What is required
Reproduce verbatim the part of the data below that opens with the line containing "Is there at least one hay" and closes with the line containing "xmin=269 ymin=270 xmax=325 ymax=489", with both of those lines included.
# START OF Task inputs
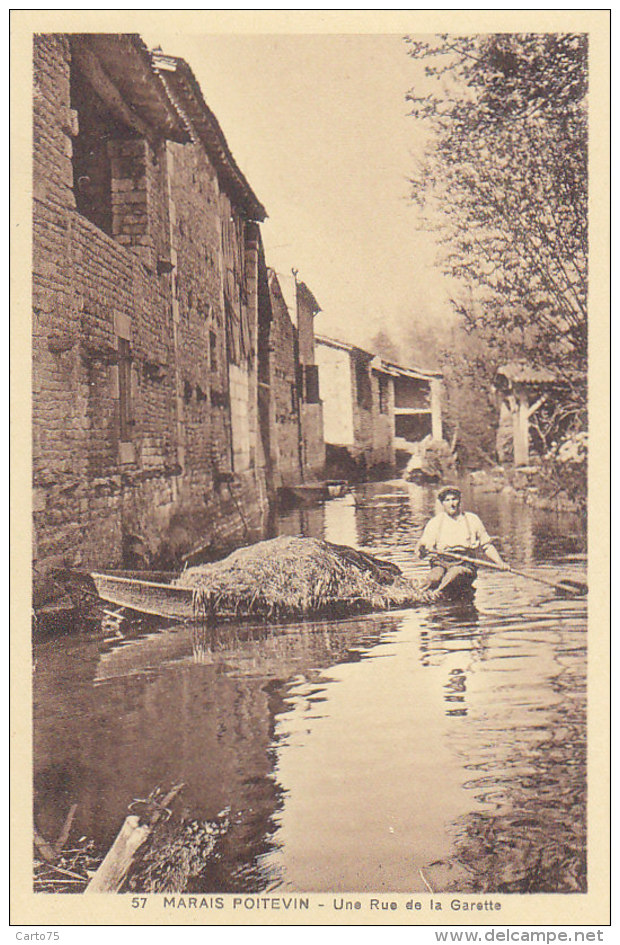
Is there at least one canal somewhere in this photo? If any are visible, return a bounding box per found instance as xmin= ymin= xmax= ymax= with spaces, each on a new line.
# END OF Task inputs
# START OF Task inputs
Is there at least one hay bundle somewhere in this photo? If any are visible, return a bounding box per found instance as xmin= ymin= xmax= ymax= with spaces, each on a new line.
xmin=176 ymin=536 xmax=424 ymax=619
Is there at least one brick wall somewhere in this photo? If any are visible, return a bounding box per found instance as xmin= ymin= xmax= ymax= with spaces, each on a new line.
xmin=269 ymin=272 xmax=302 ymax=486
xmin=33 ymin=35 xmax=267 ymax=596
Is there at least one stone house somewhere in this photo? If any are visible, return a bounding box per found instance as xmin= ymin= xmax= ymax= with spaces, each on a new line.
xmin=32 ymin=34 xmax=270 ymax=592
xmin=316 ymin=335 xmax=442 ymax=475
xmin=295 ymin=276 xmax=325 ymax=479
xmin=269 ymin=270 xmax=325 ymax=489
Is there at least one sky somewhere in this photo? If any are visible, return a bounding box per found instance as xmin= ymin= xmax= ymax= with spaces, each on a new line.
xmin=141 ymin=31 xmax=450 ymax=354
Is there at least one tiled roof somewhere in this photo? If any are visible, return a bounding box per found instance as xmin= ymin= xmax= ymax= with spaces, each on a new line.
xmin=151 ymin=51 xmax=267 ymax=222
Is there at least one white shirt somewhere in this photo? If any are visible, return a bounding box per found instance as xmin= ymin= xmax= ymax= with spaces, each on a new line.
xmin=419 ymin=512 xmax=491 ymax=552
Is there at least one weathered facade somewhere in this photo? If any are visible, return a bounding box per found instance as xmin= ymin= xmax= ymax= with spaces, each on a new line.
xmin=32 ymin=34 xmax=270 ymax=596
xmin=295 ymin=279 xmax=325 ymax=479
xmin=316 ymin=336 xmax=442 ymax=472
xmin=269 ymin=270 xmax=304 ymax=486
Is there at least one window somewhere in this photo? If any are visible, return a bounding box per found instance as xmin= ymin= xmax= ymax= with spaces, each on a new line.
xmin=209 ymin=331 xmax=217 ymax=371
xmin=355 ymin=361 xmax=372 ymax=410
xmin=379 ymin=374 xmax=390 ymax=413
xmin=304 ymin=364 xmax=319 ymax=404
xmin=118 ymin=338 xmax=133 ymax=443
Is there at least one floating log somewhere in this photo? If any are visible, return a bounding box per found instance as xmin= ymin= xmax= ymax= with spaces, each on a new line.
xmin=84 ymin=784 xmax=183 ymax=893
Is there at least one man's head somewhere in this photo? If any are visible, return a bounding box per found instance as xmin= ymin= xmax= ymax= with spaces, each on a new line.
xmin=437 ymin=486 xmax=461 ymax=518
# END OF Task inputs
Task answer
Is there at least one hay bundle somewhere in this photo? If any are visible, return a bounding box per found instance as xmin= ymin= xmax= ymax= with spaces, each on a new line.
xmin=176 ymin=536 xmax=424 ymax=619
Is there at least one brick wall somewhere in this photo? If any are visible, return a bounding box per found instance as xmin= ymin= xmax= ymax= with spaces, each on a new line.
xmin=269 ymin=272 xmax=302 ymax=486
xmin=33 ymin=35 xmax=267 ymax=596
Is there at least one stone house somewhere in this photo? If any are visible, return a bounding box per found instance as xmin= ymin= xmax= ymax= with spaces, each on a new line.
xmin=32 ymin=34 xmax=270 ymax=592
xmin=316 ymin=335 xmax=442 ymax=475
xmin=295 ymin=276 xmax=325 ymax=479
xmin=269 ymin=270 xmax=325 ymax=489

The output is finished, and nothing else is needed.